═════ Selected text

Question

Let $0<\alpha <\beta <1$. Then $\underset{n\to \infty }{lim}\sum _{k=1}^n\underset{1/(k+\beta )}{\overset{1/(k+\alpha )}{\int }}\frac{dx}{1+x}$ is

• A. ${\log }_e\frac{\beta }{\alpha }$
• B. ${\log }_e\frac{1+\beta }{1+\alpha }$
• C. ${\log }_e\frac{1+\alpha }{1+\beta }$
• D. $\infty$

Answer 1

The correct option is B ${\log }_e\frac{1+\beta }{1+\alpha }$

$\underset{n\to \infty }{lim}\sum _{k=1}^n\underset{1/(k+\beta )}{\overset{1/(k+\alpha )}{\int }}\frac{dx}{1+x}$
$=\underset{n\to \infty }{lim}\sum _{k=1}^n[\ln (1+x){]}_{1/(k+\beta )}^{1/(k+\alpha )}$
$=\underset{n\to \infty }{lim}\sum _{k=1}^n[\ln (1+\frac{1}{k+\alpha })-\ln (1+\frac{1}{k+\beta })]$
$=\underset{n\to \infty }{lim}\sum _{k=1}^n\ln \left[\left(\frac{k+\beta }{k+\alpha }\right)\left(\frac{k+\alpha +1}{k+\beta +1}\right)\right]$
$=\ln [\frac{\beta +1}{\alpha +1}\times \frac{\alpha +2}{\beta +2}\times \frac{\beta +2}{\alpha +2}\times \frac{\alpha +3}{\beta +3}\times \dots ]$
$={\log }_e\frac{1+\beta }{1+\alpha }$

══════════
═════ Information given

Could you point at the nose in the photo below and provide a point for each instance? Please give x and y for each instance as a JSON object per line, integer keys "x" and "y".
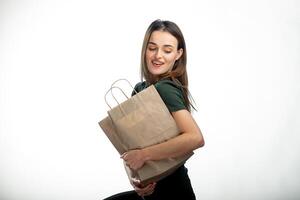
{"x": 158, "y": 54}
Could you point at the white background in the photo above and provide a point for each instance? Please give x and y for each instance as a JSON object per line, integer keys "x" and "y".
{"x": 58, "y": 58}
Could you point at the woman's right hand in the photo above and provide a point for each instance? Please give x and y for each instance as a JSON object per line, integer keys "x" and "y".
{"x": 144, "y": 191}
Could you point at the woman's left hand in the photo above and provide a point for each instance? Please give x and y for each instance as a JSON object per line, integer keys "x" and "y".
{"x": 134, "y": 159}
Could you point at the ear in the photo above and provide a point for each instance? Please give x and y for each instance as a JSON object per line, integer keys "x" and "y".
{"x": 179, "y": 53}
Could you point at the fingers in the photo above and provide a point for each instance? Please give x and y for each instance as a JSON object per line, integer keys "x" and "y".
{"x": 144, "y": 191}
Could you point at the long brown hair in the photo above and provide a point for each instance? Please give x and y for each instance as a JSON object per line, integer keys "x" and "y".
{"x": 179, "y": 72}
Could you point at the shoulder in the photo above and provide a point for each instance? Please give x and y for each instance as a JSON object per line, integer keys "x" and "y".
{"x": 171, "y": 94}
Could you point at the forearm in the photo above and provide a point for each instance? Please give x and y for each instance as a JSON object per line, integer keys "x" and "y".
{"x": 178, "y": 146}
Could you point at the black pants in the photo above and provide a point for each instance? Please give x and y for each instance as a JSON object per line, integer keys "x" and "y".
{"x": 175, "y": 186}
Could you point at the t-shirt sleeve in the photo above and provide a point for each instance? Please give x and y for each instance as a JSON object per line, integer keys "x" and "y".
{"x": 171, "y": 95}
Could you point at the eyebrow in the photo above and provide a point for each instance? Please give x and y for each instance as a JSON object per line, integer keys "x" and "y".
{"x": 166, "y": 45}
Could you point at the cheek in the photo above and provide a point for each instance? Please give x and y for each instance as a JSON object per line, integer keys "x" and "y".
{"x": 171, "y": 58}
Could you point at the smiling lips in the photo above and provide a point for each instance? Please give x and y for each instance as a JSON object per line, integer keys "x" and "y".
{"x": 157, "y": 63}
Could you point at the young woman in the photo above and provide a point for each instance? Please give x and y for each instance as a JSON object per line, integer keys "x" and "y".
{"x": 163, "y": 63}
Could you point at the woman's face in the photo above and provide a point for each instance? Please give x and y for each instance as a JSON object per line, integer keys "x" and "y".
{"x": 161, "y": 52}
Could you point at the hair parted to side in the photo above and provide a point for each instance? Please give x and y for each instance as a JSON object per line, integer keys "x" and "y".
{"x": 179, "y": 72}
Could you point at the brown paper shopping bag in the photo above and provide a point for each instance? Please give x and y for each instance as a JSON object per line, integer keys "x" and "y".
{"x": 140, "y": 121}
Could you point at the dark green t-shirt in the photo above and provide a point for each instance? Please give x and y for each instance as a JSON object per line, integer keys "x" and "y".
{"x": 169, "y": 91}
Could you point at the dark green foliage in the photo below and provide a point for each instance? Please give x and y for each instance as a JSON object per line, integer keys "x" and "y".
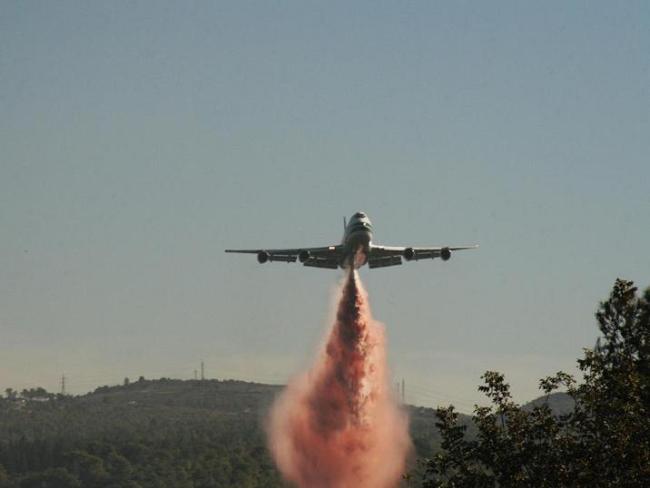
{"x": 165, "y": 433}
{"x": 604, "y": 440}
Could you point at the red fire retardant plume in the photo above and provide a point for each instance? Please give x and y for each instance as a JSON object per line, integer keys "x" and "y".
{"x": 338, "y": 425}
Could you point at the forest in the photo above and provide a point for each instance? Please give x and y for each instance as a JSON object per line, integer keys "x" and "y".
{"x": 591, "y": 431}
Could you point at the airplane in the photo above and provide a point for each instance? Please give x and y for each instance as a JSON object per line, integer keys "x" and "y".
{"x": 356, "y": 249}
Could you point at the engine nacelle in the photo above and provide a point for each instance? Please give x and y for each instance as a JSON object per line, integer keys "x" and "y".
{"x": 445, "y": 253}
{"x": 409, "y": 253}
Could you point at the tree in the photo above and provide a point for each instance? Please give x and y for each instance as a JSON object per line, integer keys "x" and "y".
{"x": 604, "y": 441}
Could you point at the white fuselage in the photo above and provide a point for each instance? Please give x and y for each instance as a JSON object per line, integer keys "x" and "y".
{"x": 357, "y": 239}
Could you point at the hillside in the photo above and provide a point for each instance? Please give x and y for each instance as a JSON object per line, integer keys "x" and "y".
{"x": 152, "y": 434}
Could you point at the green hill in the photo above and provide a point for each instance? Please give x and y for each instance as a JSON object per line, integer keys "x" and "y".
{"x": 152, "y": 434}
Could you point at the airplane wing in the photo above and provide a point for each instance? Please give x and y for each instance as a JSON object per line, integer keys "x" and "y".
{"x": 381, "y": 254}
{"x": 316, "y": 257}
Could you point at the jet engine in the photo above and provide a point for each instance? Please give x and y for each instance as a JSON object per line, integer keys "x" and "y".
{"x": 445, "y": 253}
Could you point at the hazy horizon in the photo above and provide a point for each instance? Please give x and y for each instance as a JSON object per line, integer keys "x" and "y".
{"x": 140, "y": 140}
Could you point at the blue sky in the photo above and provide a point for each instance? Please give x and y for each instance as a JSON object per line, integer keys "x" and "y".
{"x": 140, "y": 139}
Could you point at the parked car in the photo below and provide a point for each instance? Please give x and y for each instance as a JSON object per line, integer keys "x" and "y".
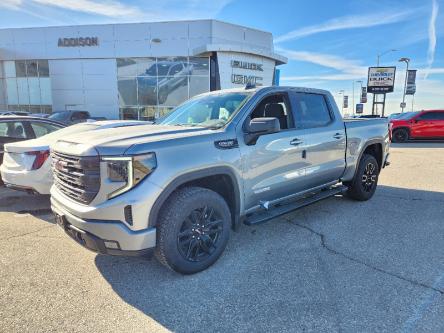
{"x": 19, "y": 128}
{"x": 424, "y": 125}
{"x": 27, "y": 164}
{"x": 178, "y": 186}
{"x": 14, "y": 113}
{"x": 73, "y": 117}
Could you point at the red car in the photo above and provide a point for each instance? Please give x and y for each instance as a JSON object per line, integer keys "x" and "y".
{"x": 426, "y": 124}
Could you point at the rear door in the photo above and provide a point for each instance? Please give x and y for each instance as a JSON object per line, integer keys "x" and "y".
{"x": 325, "y": 153}
{"x": 274, "y": 166}
{"x": 426, "y": 125}
{"x": 437, "y": 124}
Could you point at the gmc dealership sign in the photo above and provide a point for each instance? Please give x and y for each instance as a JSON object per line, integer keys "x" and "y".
{"x": 381, "y": 80}
{"x": 78, "y": 41}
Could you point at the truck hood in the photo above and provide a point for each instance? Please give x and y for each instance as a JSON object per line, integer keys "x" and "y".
{"x": 117, "y": 141}
{"x": 44, "y": 142}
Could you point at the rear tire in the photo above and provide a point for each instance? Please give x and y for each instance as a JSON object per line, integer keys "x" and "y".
{"x": 400, "y": 135}
{"x": 363, "y": 186}
{"x": 193, "y": 230}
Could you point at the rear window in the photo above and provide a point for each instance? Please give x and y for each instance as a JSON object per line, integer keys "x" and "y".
{"x": 311, "y": 110}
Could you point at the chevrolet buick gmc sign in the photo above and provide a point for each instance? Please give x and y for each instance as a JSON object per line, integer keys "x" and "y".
{"x": 78, "y": 41}
{"x": 381, "y": 80}
{"x": 245, "y": 79}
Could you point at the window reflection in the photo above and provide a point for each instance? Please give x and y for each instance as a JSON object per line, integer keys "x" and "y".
{"x": 153, "y": 86}
{"x": 26, "y": 86}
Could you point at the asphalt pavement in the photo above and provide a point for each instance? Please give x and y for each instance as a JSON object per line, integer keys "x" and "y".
{"x": 335, "y": 266}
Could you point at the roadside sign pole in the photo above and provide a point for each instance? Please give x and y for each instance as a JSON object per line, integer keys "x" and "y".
{"x": 377, "y": 102}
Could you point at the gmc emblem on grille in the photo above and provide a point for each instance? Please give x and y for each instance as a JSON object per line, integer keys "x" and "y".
{"x": 59, "y": 165}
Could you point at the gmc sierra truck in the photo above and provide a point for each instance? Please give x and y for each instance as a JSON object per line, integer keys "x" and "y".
{"x": 177, "y": 187}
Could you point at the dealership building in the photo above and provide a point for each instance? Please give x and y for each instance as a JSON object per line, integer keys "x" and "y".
{"x": 133, "y": 71}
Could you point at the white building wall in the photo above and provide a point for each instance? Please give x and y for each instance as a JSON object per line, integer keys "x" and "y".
{"x": 85, "y": 77}
{"x": 85, "y": 84}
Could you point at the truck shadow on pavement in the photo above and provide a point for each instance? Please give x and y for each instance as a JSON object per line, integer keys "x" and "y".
{"x": 333, "y": 266}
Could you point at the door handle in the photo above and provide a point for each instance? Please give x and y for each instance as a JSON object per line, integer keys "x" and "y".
{"x": 296, "y": 142}
{"x": 338, "y": 136}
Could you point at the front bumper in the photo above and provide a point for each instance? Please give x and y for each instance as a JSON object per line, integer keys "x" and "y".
{"x": 105, "y": 236}
{"x": 35, "y": 181}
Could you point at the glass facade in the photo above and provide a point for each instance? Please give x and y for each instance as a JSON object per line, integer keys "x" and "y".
{"x": 151, "y": 87}
{"x": 25, "y": 86}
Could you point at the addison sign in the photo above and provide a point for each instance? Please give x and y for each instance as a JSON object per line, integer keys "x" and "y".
{"x": 78, "y": 41}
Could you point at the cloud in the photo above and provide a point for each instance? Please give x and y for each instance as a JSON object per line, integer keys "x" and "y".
{"x": 432, "y": 35}
{"x": 347, "y": 22}
{"x": 160, "y": 10}
{"x": 104, "y": 8}
{"x": 352, "y": 68}
{"x": 11, "y": 4}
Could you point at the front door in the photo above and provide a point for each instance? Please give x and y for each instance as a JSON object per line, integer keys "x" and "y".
{"x": 274, "y": 166}
{"x": 326, "y": 142}
{"x": 422, "y": 126}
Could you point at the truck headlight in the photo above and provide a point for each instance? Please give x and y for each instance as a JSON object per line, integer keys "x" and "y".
{"x": 128, "y": 170}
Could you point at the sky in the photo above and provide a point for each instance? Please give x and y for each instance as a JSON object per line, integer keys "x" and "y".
{"x": 329, "y": 44}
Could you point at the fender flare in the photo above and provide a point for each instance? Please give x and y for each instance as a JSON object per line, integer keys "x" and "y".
{"x": 195, "y": 175}
{"x": 401, "y": 127}
{"x": 361, "y": 153}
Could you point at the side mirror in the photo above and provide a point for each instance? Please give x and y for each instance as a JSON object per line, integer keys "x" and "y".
{"x": 261, "y": 126}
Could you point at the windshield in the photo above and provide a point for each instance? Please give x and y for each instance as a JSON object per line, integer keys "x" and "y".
{"x": 70, "y": 130}
{"x": 406, "y": 116}
{"x": 160, "y": 69}
{"x": 57, "y": 116}
{"x": 212, "y": 111}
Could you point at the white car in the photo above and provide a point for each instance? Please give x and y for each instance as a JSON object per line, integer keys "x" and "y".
{"x": 27, "y": 164}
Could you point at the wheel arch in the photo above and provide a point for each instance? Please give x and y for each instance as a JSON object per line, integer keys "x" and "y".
{"x": 374, "y": 148}
{"x": 221, "y": 180}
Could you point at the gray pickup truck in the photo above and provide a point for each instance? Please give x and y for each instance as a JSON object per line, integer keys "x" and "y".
{"x": 177, "y": 187}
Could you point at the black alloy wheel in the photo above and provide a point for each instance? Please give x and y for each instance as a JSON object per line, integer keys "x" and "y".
{"x": 363, "y": 185}
{"x": 369, "y": 177}
{"x": 199, "y": 235}
{"x": 192, "y": 230}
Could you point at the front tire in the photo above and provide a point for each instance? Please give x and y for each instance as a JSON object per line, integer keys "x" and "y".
{"x": 193, "y": 230}
{"x": 363, "y": 186}
{"x": 400, "y": 135}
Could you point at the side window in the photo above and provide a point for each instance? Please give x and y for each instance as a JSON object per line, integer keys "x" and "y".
{"x": 311, "y": 110}
{"x": 41, "y": 129}
{"x": 276, "y": 106}
{"x": 432, "y": 116}
{"x": 176, "y": 69}
{"x": 12, "y": 129}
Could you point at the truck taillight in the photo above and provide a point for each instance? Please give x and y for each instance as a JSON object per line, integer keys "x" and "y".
{"x": 40, "y": 157}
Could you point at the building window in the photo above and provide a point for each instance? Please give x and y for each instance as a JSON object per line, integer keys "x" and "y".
{"x": 25, "y": 86}
{"x": 150, "y": 88}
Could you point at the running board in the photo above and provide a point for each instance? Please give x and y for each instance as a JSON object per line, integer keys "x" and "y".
{"x": 278, "y": 210}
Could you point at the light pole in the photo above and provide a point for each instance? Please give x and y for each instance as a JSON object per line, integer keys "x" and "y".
{"x": 341, "y": 92}
{"x": 383, "y": 53}
{"x": 354, "y": 105}
{"x": 406, "y": 60}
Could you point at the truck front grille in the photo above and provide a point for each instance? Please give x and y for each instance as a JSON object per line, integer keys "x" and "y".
{"x": 77, "y": 177}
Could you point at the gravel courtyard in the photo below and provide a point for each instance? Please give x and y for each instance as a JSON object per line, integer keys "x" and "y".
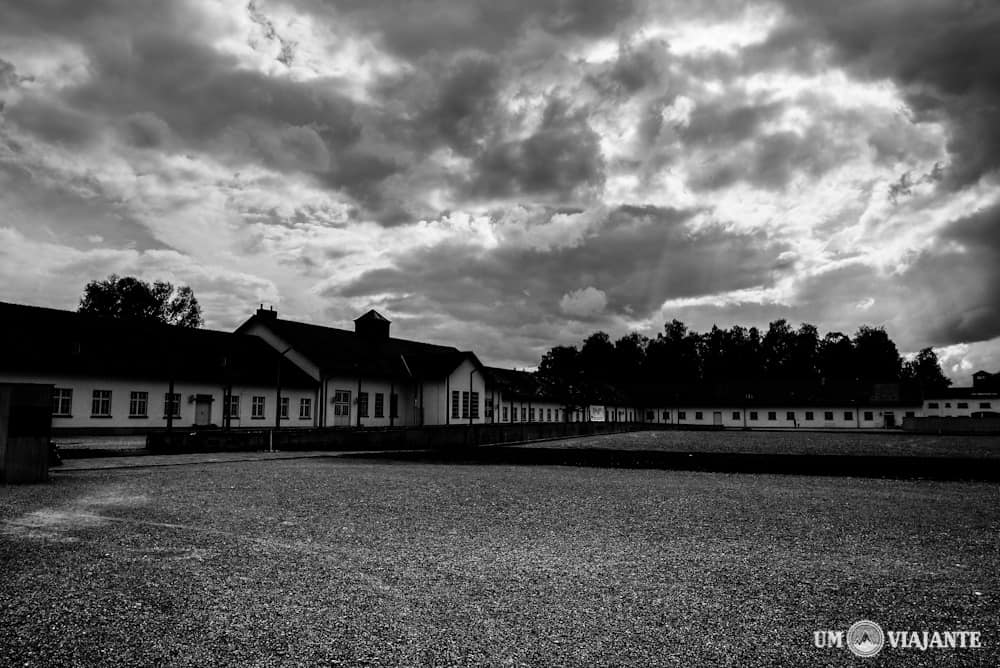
{"x": 340, "y": 562}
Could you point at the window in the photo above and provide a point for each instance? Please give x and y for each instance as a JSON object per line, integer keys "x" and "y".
{"x": 172, "y": 405}
{"x": 257, "y": 407}
{"x": 342, "y": 403}
{"x": 62, "y": 401}
{"x": 100, "y": 405}
{"x": 138, "y": 404}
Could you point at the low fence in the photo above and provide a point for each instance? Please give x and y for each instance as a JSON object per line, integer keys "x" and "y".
{"x": 952, "y": 425}
{"x": 398, "y": 438}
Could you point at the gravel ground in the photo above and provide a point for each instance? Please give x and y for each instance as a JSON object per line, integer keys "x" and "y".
{"x": 111, "y": 443}
{"x": 328, "y": 562}
{"x": 789, "y": 442}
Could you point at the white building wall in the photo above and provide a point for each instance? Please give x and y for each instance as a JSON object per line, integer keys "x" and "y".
{"x": 960, "y": 407}
{"x": 121, "y": 389}
{"x": 775, "y": 417}
{"x": 438, "y": 396}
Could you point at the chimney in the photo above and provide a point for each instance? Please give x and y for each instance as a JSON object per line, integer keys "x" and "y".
{"x": 372, "y": 326}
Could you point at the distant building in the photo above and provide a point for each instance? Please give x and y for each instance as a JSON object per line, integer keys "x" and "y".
{"x": 115, "y": 376}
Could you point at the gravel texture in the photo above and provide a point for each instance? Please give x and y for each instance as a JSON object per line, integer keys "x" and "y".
{"x": 330, "y": 562}
{"x": 791, "y": 442}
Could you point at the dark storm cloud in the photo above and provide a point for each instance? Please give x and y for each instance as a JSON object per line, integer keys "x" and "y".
{"x": 772, "y": 160}
{"x": 944, "y": 55}
{"x": 640, "y": 257}
{"x": 414, "y": 29}
{"x": 946, "y": 295}
{"x": 725, "y": 124}
{"x": 53, "y": 120}
{"x": 465, "y": 101}
{"x": 972, "y": 313}
{"x": 560, "y": 157}
{"x": 200, "y": 92}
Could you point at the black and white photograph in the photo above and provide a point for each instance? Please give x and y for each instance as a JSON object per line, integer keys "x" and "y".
{"x": 499, "y": 333}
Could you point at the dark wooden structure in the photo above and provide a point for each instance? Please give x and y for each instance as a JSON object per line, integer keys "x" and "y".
{"x": 25, "y": 428}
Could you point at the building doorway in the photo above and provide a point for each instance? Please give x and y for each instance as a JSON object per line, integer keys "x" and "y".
{"x": 203, "y": 409}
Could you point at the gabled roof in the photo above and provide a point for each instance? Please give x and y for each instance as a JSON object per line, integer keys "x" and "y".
{"x": 341, "y": 351}
{"x": 36, "y": 340}
{"x": 372, "y": 315}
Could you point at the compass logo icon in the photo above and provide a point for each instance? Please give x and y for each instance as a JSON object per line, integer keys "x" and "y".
{"x": 865, "y": 638}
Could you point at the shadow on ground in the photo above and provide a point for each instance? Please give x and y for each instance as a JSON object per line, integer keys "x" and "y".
{"x": 864, "y": 466}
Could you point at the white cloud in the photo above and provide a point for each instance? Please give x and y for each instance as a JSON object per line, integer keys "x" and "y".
{"x": 583, "y": 303}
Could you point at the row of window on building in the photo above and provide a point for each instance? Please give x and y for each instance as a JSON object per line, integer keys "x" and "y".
{"x": 959, "y": 404}
{"x": 138, "y": 405}
{"x": 772, "y": 416}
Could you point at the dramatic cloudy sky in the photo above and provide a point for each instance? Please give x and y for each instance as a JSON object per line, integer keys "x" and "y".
{"x": 511, "y": 175}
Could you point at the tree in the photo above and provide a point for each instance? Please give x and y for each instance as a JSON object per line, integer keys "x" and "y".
{"x": 777, "y": 350}
{"x": 630, "y": 357}
{"x": 561, "y": 363}
{"x": 597, "y": 357}
{"x": 876, "y": 356}
{"x": 925, "y": 371}
{"x": 836, "y": 360}
{"x": 804, "y": 358}
{"x": 129, "y": 298}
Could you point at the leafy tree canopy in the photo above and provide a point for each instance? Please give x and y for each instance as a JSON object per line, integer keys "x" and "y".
{"x": 130, "y": 298}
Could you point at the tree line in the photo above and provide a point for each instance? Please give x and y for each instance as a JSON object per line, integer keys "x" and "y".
{"x": 679, "y": 356}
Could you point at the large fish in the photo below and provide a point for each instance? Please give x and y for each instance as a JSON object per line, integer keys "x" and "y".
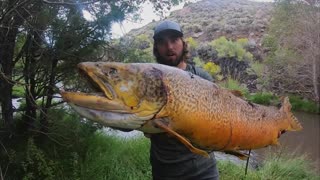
{"x": 155, "y": 98}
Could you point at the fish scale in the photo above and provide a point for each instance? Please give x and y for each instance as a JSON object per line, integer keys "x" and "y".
{"x": 199, "y": 113}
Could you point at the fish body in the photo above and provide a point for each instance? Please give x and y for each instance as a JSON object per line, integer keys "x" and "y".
{"x": 155, "y": 98}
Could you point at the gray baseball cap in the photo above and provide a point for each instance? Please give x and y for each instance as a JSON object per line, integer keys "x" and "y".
{"x": 167, "y": 26}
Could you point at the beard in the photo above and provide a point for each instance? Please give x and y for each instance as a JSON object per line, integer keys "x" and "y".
{"x": 168, "y": 62}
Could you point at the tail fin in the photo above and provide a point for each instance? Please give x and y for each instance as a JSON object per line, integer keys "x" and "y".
{"x": 286, "y": 109}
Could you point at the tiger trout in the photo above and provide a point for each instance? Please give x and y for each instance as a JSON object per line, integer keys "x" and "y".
{"x": 155, "y": 98}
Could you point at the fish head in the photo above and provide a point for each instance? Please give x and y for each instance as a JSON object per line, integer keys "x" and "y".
{"x": 124, "y": 95}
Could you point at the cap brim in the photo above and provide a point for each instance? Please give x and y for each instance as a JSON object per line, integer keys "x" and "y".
{"x": 164, "y": 32}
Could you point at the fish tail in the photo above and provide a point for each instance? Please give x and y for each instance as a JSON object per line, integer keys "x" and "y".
{"x": 293, "y": 121}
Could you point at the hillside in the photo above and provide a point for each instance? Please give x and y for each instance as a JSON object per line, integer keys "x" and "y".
{"x": 209, "y": 19}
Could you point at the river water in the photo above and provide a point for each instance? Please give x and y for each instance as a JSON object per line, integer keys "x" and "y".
{"x": 305, "y": 142}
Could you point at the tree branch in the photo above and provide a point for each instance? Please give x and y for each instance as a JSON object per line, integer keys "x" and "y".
{"x": 69, "y": 3}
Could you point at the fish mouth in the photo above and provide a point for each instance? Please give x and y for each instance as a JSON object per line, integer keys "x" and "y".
{"x": 101, "y": 96}
{"x": 101, "y": 88}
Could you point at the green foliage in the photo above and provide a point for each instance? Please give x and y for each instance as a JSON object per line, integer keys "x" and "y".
{"x": 198, "y": 61}
{"x": 264, "y": 98}
{"x": 18, "y": 91}
{"x": 285, "y": 166}
{"x": 192, "y": 43}
{"x": 270, "y": 43}
{"x": 212, "y": 68}
{"x": 234, "y": 85}
{"x": 36, "y": 164}
{"x": 301, "y": 104}
{"x": 132, "y": 50}
{"x": 228, "y": 48}
{"x": 116, "y": 158}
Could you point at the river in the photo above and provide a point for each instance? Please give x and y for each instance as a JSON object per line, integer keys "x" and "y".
{"x": 305, "y": 142}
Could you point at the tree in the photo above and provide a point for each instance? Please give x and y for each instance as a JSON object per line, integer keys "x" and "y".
{"x": 53, "y": 37}
{"x": 294, "y": 62}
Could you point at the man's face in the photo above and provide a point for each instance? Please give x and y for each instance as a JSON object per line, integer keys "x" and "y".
{"x": 170, "y": 49}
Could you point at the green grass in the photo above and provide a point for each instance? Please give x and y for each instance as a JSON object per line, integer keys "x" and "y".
{"x": 73, "y": 149}
{"x": 115, "y": 158}
{"x": 264, "y": 98}
{"x": 301, "y": 104}
{"x": 284, "y": 167}
{"x": 234, "y": 85}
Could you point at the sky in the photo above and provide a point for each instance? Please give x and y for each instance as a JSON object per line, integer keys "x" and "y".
{"x": 147, "y": 15}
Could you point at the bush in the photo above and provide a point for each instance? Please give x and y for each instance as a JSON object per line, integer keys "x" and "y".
{"x": 226, "y": 48}
{"x": 234, "y": 85}
{"x": 264, "y": 98}
{"x": 300, "y": 104}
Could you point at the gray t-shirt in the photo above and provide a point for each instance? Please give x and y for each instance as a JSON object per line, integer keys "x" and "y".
{"x": 170, "y": 159}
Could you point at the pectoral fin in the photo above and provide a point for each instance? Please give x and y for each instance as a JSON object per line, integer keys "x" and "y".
{"x": 239, "y": 154}
{"x": 182, "y": 139}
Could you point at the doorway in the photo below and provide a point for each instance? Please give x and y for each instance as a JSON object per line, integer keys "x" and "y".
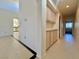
{"x": 16, "y": 28}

══════════

-- Written task 1 --
Using the limit problem above, decide whether each statement agrees with it: (a) the problem assumes that α is greater than β; (b) the answer given is option B; (c) one of the listed options is infinity. Answer yes or no for each and quote the deciding words of the text.
-- Written task 2 --
Translate this sentence from the limit problem into Spanish: "The correct option is B ${\log }_e\frac{1+\beta }{1+\alpha }$".

-- Full response 1 --
(a) No: "Let $0<\alpha <\beta <1$."
(b) Yes: "The correct option is B"
(c) Yes: "D. $\infty$"

-- Full response 2 --
La opción correcta es B ${\log }_e\frac{1+\beta }{1+\alpha }$